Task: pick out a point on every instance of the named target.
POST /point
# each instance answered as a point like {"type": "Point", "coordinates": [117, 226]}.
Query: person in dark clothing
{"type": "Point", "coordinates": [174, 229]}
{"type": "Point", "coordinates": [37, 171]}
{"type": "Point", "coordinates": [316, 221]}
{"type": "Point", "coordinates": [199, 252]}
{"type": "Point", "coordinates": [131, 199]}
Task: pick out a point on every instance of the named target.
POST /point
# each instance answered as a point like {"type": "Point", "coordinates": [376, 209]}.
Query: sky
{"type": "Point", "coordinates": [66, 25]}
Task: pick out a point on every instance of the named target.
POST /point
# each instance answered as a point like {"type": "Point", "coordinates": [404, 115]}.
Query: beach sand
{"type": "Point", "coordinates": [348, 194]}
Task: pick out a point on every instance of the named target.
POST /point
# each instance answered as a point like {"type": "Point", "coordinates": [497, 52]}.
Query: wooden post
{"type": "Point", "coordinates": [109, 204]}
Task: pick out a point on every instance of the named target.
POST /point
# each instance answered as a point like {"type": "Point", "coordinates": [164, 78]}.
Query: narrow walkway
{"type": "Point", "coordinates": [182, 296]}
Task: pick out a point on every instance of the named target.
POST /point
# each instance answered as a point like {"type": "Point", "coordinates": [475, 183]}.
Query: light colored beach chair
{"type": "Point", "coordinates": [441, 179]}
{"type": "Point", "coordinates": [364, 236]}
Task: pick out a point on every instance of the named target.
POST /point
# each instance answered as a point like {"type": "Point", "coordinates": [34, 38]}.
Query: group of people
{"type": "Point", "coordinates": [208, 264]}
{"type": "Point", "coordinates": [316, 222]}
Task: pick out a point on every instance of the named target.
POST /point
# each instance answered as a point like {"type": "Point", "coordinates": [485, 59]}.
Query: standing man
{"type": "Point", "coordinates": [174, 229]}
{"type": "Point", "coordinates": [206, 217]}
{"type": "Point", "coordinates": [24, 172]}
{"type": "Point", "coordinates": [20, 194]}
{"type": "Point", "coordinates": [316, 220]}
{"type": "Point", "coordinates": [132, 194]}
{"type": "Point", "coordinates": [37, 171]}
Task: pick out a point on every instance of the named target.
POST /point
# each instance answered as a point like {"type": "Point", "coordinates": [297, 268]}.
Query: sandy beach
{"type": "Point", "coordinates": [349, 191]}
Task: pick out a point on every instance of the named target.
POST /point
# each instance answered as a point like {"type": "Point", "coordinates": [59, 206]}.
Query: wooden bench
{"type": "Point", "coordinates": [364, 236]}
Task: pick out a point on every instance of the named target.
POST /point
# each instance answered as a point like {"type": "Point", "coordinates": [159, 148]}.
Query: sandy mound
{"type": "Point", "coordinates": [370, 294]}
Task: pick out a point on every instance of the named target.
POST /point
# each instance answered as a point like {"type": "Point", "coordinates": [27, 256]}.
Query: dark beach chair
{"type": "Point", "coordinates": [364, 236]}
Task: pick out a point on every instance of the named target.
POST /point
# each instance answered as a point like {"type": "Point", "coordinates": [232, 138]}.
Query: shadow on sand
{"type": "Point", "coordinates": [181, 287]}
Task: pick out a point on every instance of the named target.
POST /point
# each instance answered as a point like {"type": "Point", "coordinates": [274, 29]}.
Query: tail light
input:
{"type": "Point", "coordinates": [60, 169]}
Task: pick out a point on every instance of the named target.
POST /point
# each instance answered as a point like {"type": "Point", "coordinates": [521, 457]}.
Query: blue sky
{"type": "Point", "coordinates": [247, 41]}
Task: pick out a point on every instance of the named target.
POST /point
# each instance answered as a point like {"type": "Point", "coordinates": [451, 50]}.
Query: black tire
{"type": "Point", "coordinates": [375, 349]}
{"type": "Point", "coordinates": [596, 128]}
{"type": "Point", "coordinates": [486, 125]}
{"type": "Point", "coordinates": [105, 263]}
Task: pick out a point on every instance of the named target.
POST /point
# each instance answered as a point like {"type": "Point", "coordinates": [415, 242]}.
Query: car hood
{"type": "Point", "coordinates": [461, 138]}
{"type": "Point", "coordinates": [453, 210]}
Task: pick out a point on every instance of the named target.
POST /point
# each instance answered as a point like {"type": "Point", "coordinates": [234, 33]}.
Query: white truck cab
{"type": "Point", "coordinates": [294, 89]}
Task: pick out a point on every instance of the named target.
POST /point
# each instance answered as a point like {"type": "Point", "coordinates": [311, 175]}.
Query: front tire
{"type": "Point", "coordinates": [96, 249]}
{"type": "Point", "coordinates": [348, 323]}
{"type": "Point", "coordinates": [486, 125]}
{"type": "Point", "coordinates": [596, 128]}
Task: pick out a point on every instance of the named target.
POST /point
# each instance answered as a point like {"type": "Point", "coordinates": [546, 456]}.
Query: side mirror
----
Task objective =
Retype all of the data shown above, word for word.

Exercise solution =
Task: pick out a point on every instance of the named target.
POST /point
# each instance answered as a point like {"type": "Point", "coordinates": [117, 226]}.
Query: person in dark clothing
{"type": "Point", "coordinates": [174, 229]}
{"type": "Point", "coordinates": [37, 171]}
{"type": "Point", "coordinates": [316, 221]}
{"type": "Point", "coordinates": [199, 252]}
{"type": "Point", "coordinates": [131, 199]}
Task: pick out a point on every instance of the named target.
POST /point
# each instance answered as a point like {"type": "Point", "coordinates": [376, 209]}.
Query: sky
{"type": "Point", "coordinates": [66, 25]}
Task: pick out a point on every instance of the named target.
POST /point
# each instance answered as a point like {"type": "Point", "coordinates": [404, 115]}.
Query: beach sand
{"type": "Point", "coordinates": [348, 194]}
Task: pick out a point on every instance of the named target.
POST /point
# each instance answered as a point like {"type": "Point", "coordinates": [497, 52]}.
Query: wooden post
{"type": "Point", "coordinates": [109, 204]}
Task: pick out a point on every instance of the named target.
POST /point
# each instance answered as a point like {"type": "Point", "coordinates": [164, 78]}.
Query: narrow walkway
{"type": "Point", "coordinates": [182, 296]}
Task: pick out a point on every instance of the named target.
POST /point
# each instance answered as a point like {"type": "Point", "coordinates": [475, 183]}.
Query: light colored beach chair
{"type": "Point", "coordinates": [441, 179]}
{"type": "Point", "coordinates": [364, 236]}
Task: pick out a point on every instance of the named target.
POST /point
# each instance answered as a point like {"type": "Point", "coordinates": [34, 38]}.
Query: group of people
{"type": "Point", "coordinates": [208, 264]}
{"type": "Point", "coordinates": [316, 222]}
Task: pick out a point on every instance of the named target.
POST /point
# each instance answered as a point like {"type": "Point", "coordinates": [485, 59]}.
Query: standing man
{"type": "Point", "coordinates": [174, 229]}
{"type": "Point", "coordinates": [206, 217]}
{"type": "Point", "coordinates": [24, 172]}
{"type": "Point", "coordinates": [20, 194]}
{"type": "Point", "coordinates": [316, 220]}
{"type": "Point", "coordinates": [132, 194]}
{"type": "Point", "coordinates": [37, 171]}
Task: pick out a point on every instance of the named target.
POST /point
# each instance answered as a point like {"type": "Point", "coordinates": [297, 268]}.
Query: sandy beach
{"type": "Point", "coordinates": [349, 191]}
Task: pick out a point on every instance of the named target.
POST /point
# each instance answered as a point like {"type": "Point", "coordinates": [59, 206]}.
Query: wooden bench
{"type": "Point", "coordinates": [364, 236]}
Task: pick out a point on every instance of the named target.
POST /point
# each instance answered as a point like {"type": "Point", "coordinates": [159, 148]}.
Query: sandy mound
{"type": "Point", "coordinates": [370, 294]}
Task: pick out a point on every instance of the named target.
POST /point
# each instance answered as a point like {"type": "Point", "coordinates": [27, 256]}.
Query: dark beach chair
{"type": "Point", "coordinates": [364, 236]}
Task: pick out a point on every instance of the named target.
POST /point
# each instance answered as a point like {"type": "Point", "coordinates": [232, 138]}.
Query: shadow on sand
{"type": "Point", "coordinates": [181, 287]}
Task: pick out a point on every instance of the named target.
POST /point
# each instance answered as a point like {"type": "Point", "coordinates": [274, 29]}.
Query: tail light
input:
{"type": "Point", "coordinates": [60, 169]}
Task: pick out a point on every instance of the named target.
POST /point
# each instance answered as a point like {"type": "Point", "coordinates": [521, 457]}.
Query: blue sky
{"type": "Point", "coordinates": [247, 41]}
Task: pick out a point on every instance of the named target.
POST /point
# each instance answered as a point like {"type": "Point", "coordinates": [451, 50]}.
Query: black tire
{"type": "Point", "coordinates": [375, 349]}
{"type": "Point", "coordinates": [596, 128]}
{"type": "Point", "coordinates": [486, 125]}
{"type": "Point", "coordinates": [105, 263]}
Task: pick out a point on every instance of the named target.
POST /point
# each instance answered as a point like {"type": "Point", "coordinates": [415, 242]}.
Query: car hood
{"type": "Point", "coordinates": [461, 138]}
{"type": "Point", "coordinates": [453, 210]}
Task: pick out a point on every instance of the named target.
POST /point
# each instance answered as a point like {"type": "Point", "coordinates": [234, 33]}.
Query: white truck cab
{"type": "Point", "coordinates": [294, 89]}
Task: pick out a point on every instance of the named target.
POST /point
# each instance answered as a point like {"type": "Point", "coordinates": [311, 175]}.
Query: front tire
{"type": "Point", "coordinates": [96, 249]}
{"type": "Point", "coordinates": [348, 323]}
{"type": "Point", "coordinates": [486, 125]}
{"type": "Point", "coordinates": [596, 128]}
Task: pick out a point on every instance of the named target.
POST /point
# each instance answered as a point like {"type": "Point", "coordinates": [546, 456]}.
Query: side mirror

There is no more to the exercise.